» WHAT IS EXPECTED: If a line in the material below has the word "cheek", copy it.
━━ MATERIAL SUPPLIED ━━
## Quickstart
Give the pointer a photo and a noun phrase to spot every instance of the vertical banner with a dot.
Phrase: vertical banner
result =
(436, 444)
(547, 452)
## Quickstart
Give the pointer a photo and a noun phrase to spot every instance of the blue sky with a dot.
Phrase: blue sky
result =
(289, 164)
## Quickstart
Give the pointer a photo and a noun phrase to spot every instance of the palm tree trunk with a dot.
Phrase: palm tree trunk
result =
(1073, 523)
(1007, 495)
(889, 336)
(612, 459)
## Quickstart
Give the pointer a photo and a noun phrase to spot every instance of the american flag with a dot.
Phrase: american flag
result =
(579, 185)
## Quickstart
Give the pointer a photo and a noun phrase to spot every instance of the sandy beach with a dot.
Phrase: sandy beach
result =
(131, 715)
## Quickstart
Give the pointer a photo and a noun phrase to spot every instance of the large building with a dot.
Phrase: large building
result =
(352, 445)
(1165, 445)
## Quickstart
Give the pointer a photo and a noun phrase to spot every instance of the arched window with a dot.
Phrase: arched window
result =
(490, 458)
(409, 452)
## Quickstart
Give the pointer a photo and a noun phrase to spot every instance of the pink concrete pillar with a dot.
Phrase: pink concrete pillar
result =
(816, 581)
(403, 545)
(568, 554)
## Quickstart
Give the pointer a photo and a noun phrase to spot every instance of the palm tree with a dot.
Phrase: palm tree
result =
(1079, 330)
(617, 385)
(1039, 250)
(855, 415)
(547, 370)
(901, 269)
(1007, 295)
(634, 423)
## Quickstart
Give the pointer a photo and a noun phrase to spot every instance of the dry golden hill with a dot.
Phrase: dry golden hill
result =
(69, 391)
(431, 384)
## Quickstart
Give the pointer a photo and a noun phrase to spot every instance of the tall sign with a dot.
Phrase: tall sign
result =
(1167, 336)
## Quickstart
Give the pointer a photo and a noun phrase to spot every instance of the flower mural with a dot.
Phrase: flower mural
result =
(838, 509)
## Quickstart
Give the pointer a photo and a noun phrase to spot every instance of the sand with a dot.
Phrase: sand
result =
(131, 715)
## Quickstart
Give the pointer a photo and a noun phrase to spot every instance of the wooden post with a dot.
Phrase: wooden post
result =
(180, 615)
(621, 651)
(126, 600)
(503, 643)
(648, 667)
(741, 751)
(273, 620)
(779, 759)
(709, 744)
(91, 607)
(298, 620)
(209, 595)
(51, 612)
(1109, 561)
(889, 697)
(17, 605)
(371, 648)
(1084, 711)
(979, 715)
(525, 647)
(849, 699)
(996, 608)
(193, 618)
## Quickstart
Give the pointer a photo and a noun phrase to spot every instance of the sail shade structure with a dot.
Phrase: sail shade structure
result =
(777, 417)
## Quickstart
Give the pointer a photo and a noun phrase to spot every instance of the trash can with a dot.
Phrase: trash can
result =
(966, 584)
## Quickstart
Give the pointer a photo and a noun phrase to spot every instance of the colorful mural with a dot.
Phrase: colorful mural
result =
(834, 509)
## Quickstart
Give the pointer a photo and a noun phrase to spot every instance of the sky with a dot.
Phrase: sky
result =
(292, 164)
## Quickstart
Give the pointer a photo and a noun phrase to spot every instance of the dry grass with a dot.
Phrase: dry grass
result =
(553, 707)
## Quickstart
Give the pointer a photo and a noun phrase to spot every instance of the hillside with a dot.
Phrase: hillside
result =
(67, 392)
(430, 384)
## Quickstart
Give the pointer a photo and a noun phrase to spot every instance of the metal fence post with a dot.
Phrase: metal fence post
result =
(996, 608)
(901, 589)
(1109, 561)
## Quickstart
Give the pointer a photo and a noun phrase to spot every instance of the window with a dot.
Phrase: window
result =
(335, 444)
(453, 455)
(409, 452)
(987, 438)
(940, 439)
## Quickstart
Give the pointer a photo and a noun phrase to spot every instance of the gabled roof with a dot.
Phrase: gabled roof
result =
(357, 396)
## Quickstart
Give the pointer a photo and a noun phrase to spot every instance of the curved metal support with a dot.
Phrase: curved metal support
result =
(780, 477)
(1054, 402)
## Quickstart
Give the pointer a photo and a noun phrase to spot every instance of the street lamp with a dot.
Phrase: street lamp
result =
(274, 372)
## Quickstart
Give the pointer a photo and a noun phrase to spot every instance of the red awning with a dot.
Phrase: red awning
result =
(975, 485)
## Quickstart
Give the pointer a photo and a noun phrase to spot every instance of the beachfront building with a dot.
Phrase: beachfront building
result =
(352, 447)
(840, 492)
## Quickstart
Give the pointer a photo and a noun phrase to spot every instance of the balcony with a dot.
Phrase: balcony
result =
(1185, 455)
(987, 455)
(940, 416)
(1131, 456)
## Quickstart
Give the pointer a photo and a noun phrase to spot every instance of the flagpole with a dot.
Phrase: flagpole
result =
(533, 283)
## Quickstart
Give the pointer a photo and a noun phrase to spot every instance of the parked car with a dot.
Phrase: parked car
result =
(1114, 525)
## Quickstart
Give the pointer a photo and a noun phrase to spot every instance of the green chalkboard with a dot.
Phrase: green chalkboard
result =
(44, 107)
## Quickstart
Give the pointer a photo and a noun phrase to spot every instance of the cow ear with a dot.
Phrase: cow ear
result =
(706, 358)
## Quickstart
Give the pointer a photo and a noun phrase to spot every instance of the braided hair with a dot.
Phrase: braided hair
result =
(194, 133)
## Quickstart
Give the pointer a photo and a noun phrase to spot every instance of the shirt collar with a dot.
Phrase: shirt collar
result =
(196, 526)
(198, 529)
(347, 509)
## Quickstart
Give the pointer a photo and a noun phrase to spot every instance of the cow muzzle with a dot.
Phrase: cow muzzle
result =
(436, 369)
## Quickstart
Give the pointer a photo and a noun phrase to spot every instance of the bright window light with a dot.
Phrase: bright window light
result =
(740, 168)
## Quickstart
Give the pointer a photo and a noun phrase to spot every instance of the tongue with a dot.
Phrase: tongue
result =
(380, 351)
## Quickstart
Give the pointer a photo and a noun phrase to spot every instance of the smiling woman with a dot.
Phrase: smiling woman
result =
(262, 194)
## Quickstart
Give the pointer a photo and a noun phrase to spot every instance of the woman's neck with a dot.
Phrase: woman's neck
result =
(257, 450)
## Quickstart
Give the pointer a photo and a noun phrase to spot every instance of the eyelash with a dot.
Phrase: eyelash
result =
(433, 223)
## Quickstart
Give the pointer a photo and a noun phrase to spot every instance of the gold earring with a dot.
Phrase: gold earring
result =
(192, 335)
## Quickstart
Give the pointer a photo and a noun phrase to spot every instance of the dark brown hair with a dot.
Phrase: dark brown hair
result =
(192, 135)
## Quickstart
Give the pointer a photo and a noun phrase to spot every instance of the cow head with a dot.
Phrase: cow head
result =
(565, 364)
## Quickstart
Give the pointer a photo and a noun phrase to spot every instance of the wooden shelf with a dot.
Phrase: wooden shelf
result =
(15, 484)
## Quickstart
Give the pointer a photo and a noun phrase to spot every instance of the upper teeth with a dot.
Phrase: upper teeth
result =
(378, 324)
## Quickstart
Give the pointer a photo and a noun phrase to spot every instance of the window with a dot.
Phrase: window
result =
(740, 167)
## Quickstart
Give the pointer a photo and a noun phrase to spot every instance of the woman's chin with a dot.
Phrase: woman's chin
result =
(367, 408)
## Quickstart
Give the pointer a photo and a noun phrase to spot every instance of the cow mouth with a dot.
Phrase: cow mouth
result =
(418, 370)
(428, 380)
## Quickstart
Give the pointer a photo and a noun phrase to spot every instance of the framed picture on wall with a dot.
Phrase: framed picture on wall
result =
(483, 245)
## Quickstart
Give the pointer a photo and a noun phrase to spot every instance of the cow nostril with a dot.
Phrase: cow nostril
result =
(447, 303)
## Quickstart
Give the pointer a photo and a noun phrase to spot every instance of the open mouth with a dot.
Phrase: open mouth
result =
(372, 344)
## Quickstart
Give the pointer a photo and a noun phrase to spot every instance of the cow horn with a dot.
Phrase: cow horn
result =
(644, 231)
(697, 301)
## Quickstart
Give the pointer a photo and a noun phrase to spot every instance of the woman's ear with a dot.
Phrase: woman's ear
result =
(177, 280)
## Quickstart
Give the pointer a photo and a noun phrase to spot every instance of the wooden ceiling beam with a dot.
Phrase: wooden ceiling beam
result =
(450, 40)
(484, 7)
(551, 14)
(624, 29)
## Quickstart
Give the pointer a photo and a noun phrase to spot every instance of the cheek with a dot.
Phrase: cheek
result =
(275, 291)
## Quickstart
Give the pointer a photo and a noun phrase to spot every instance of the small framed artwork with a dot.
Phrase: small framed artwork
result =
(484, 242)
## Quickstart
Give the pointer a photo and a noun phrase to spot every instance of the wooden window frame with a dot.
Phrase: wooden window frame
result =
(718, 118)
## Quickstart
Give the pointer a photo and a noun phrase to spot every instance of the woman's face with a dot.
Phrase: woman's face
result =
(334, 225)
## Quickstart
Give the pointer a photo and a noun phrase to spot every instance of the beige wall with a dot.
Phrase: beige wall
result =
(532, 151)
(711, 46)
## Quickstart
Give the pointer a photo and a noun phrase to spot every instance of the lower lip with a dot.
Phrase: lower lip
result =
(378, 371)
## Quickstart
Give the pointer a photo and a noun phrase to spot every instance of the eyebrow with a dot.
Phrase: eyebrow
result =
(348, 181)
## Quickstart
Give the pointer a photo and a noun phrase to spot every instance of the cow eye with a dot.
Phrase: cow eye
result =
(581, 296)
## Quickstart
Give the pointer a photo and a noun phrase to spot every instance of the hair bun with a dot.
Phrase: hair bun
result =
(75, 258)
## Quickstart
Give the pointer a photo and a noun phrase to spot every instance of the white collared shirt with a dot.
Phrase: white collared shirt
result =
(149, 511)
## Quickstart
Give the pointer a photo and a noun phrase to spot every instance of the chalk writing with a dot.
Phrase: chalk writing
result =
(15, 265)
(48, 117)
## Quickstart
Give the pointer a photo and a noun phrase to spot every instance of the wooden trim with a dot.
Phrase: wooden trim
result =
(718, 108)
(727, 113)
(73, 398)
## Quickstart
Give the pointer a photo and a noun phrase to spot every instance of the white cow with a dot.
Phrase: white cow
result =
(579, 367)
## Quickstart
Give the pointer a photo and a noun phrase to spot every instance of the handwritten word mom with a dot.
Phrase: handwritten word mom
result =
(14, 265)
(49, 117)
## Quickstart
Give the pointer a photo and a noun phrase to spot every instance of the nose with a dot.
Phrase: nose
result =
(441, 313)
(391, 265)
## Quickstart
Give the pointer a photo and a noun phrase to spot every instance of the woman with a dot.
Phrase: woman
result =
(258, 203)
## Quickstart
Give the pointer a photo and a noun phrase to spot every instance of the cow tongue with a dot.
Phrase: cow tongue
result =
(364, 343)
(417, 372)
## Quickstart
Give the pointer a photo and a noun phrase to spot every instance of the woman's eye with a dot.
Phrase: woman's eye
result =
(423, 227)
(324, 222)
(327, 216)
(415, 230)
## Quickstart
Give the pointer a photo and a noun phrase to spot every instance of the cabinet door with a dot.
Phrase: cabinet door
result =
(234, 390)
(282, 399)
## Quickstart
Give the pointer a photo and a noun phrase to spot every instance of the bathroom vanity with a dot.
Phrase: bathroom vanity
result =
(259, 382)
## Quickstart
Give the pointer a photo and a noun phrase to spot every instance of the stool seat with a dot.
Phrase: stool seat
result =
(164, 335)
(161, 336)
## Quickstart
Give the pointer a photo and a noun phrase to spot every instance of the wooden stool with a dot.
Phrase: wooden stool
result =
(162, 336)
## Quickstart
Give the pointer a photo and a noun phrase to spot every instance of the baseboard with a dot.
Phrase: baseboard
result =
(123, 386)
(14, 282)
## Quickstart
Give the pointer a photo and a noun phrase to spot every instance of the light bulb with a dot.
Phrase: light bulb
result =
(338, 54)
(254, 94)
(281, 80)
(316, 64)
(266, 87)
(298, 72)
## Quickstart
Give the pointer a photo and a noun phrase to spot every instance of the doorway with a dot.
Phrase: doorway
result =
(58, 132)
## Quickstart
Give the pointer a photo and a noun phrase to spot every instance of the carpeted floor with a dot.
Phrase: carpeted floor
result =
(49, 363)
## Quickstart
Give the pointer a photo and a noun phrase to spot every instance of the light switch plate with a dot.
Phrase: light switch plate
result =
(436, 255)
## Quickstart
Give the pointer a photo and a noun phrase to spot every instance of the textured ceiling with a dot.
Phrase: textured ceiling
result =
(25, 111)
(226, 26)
━━━
» OUTPUT FOR THIS EXERCISE:
Give the pointer a photo and a noun phrase to spot every instance of the cheek with a dot.
Phrase: cheek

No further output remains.